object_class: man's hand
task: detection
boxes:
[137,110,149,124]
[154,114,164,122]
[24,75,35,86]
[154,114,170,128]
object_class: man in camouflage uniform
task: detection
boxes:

++++++++

### [What you are asked to do]
Can you reproduce the data above, swapping "detection" for "localization" wherever it appears and leaving everything else as it is?

### [Response below]
object_class: man's hand
task: localization
boxes:
[137,110,149,124]
[154,114,164,122]
[24,75,35,86]
[154,114,170,128]
object_class: man in camouflage uniform
task: localization
boxes:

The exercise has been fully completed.